### INFORMATION PROVIDED ###

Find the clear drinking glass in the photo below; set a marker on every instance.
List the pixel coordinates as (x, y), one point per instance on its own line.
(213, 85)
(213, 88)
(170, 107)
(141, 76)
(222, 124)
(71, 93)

###

TASK PROMPT
Please copy every line of the data above, scaling each (x, y) coordinate pair by 0.85 and rounding both numbers to the nearest whole number, with halves rounded up. Leave all other wording and numbers unchanged.

OUTPUT
Find the clear drinking glass in the photo below; set a marker on every instance.
List the pixel coordinates as (x, y), one point per instance on its own line.
(181, 72)
(181, 75)
(145, 91)
(120, 65)
(189, 105)
(60, 79)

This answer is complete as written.